> [Aufgabe 1]:
Nenne alle EU-Verordnungen, die im Textabschnitt zur EU-Digitalpolitik mit ihrer Verordnungsnummer aufgeführt werden, jeweils samt dieser Nummer.
> [Aufgabe 2]:
Schreibe den Textabschnitt zur EU-Digitalpolitik im Anschluss an seinen letzten Satz weiter.

> [Textabschnitt]:
──────
Die Europäische Union verfolgt eine ambitionierte Digitalstrategie, die auch auf die Schweiz erhebliche Auswirkungen hat. Die jüngste Analyse der Interdepartementalen Koordinationsgruppe EU-Digitalpolitik (IK-EUDP) zeigt: Während derzeit keine unmittelbaren Risiken für den Binnenmarktzugang bestehen, könnten neue Regelungen zu künstlicher Intelligenz, Cybersicherheit und Datenmanagement Schweizer Unternehmen vor Herausforderungen stellen. Wie sollte sich die Schweiz positionieren?
Die digitale Weichenstellung der EU – Was bedeutet das für die Schweiz?
Am 13. Februar 2025 veröffentlichte die Interdepartementale Koordinationsgruppe EU-Digitalpolitik (IK-EUDP) eine umfassende Analyse zu den Auswirkungen der europäischen Digitalpolitik auf die Schweiz. Im Fokus stehen 33 zentrale Massnahmen und Regularien der EU, darunter der AI Act, der Data Act und der Cyber Resilience Act. Diese Regulierungsvorhaben könnten nicht nur den Binnenmarktzugang von Schweizer Unternehmen zum EU-Raum betreffen, sondern auch bereits bestehende Handels- und Datenschutzabkommen zwischen der Schweiz und der EU beeinflussen.
Überblick über zentrale Regulierungsbereiche
- AI Act (Verordnung 2024/1689)
Der AI Act legt strikte Anforderungen an Künstliche Intelligenz fest, insbesondere für Hochrisiko-KI-Systeme. Schweizer Unternehmen, die KI-gestützte Produkte oder Dienstleistungen in der EU anbieten, müssen sich an die neuen Vorgaben halten, was eine Anpassung der Compliance-Strategien und Risiko-Managementsysteme erforderlich macht.
- Cyber Resilience Act (Verordnung 2024/2847)
Die EU führt erstmals eine einheitliche Regelung für Cybersicherheitsanforderungen von digitalen Produkten ein. Hersteller müssen Cybersicherheit bereits bei der Produktentwicklung berücksichtigen und verpflichten sich zur Meldung von Sicherheitsvorfällen. Dies betrifft auch Schweizer Unternehmen, die Produkte auf dem EU-Markt anbieten. Auch hier steigen die Compliance-Anforderungen.
- Data Act (Verordnung 2023/2854)
Der Data Act regelt den fairen Zugang zu Industriedaten und legt fest, wer auf welche nicht-personenbezogenen Daten zugreifen darf. Für Schweizer Unternehmen bedeutet dies potenzielle Anpassungen ihrer Datenstrategie, insbesondere wenn sie als Datenhalter oder -verarbeiter in der EU tätig sind.
──────
(Auszüge aus Datensätzen zum Zeigen auf Objekte)
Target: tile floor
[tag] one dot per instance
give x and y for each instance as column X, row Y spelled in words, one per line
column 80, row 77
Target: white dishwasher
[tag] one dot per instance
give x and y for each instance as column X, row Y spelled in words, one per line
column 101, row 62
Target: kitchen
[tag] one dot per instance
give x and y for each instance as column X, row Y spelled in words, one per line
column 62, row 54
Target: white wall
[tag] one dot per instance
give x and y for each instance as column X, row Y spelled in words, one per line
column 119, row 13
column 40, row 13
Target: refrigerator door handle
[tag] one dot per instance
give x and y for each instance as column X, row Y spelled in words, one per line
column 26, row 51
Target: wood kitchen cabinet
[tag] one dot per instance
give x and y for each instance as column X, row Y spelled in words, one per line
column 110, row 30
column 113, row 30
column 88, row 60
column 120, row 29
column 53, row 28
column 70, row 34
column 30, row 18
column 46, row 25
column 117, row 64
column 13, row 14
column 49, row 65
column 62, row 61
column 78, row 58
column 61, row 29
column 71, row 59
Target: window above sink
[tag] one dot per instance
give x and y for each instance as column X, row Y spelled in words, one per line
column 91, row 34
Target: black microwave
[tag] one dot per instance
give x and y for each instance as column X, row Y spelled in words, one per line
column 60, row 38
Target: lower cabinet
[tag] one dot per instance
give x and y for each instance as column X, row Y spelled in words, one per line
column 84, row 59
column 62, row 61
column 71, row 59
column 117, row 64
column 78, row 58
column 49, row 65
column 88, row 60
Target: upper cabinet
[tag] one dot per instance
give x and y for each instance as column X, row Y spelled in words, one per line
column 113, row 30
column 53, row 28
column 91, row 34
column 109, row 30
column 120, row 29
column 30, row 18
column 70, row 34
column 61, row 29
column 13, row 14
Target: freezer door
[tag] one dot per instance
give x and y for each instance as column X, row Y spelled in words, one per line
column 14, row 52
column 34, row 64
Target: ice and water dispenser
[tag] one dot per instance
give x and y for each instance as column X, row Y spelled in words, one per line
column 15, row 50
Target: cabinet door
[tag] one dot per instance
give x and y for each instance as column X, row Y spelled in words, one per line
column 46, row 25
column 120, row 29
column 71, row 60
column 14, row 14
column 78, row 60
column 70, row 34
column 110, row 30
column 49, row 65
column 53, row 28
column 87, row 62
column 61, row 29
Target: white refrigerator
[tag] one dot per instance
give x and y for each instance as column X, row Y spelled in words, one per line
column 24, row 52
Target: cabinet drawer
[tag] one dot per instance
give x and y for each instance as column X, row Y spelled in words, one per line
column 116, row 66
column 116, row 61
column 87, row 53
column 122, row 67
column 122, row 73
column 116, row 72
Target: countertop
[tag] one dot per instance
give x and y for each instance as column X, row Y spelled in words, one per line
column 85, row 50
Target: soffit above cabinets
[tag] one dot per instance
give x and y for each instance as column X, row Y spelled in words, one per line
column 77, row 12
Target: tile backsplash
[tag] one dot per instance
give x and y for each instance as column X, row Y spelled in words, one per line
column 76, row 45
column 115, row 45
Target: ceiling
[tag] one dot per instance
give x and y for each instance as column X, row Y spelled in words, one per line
──────
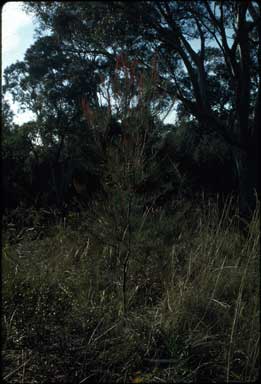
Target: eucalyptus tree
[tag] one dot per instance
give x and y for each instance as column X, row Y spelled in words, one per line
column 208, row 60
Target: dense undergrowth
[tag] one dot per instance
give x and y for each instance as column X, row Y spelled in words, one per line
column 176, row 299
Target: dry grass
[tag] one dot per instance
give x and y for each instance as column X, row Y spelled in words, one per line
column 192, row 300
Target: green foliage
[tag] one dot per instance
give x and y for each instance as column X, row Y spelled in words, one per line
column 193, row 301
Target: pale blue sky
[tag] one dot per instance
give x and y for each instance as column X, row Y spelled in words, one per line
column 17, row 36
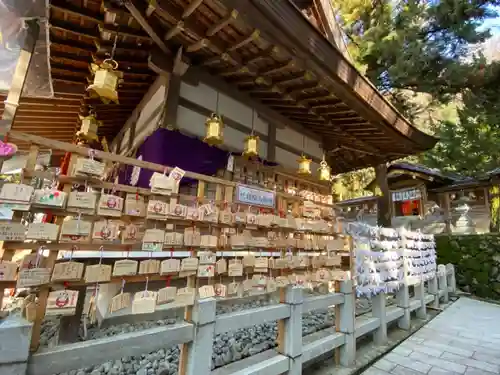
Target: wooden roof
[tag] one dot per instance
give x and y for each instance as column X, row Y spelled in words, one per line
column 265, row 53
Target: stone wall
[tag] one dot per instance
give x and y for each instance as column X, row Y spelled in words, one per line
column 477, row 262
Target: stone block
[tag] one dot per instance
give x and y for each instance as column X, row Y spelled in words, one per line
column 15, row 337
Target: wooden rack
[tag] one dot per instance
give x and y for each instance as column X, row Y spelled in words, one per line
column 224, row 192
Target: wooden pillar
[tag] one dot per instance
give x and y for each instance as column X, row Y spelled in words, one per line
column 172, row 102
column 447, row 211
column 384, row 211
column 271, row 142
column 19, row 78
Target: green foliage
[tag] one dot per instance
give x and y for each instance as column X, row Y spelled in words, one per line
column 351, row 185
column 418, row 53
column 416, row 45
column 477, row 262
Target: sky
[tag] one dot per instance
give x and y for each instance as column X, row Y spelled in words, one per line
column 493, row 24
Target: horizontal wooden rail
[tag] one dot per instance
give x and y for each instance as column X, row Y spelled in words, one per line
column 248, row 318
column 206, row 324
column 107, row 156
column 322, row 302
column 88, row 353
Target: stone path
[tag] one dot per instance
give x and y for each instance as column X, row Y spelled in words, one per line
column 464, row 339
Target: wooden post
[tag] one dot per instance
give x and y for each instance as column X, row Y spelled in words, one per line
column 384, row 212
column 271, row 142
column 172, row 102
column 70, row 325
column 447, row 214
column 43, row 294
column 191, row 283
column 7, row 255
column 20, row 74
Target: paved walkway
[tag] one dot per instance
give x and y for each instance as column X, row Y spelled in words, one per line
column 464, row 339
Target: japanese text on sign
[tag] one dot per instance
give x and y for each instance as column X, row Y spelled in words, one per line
──────
> [Richtige Antwort 1]:
- AI Act (Verordnung 2024/1689)
- Cyber Resilience Act (Verordnung 2024/2847)
- Data Act (Verordnung 2023/2854)

> [Richtige Antwort 2]:
Herausforderungen und Handlungsbedarf für die Schweiz
Die Analyse der IK-EUDP zeigt, dass die Schweiz trotz der regulatorischen Entwicklungen ihren Binnenmarktzugang in der EU weitgehend erhalten kann. Dennoch bestehen drei wesentliche Herausforderungen, die nicht unterschätzt werden sollten:
Regulierungsdruck und Handelshemmnisse
Ohne eine Anpassung nationaler Regelungen an EU-Standards könnten neue Marktzugangshürden entstehen. Insbesondere das Abkommen zur gegenseitigen Anerkennung von Konformitätsbewertungen (MRA) müsste aktualisiert werden, um zusätzliche Anforderungen für KI- und Cybersicherheitsprodukte zu berücksichtigen.
Notwendigkeit einer eigenen Digitalstrategie
Die Schweiz verfolgt bisher eine eigenständige Digitalstrategie. Um im internationalen Wettbewerb nicht zurückzufallen, wäre eine verstärkte Angleichung an europäische Standards sinnvoll, insbesondere im Bereich KI und Datenmanagement.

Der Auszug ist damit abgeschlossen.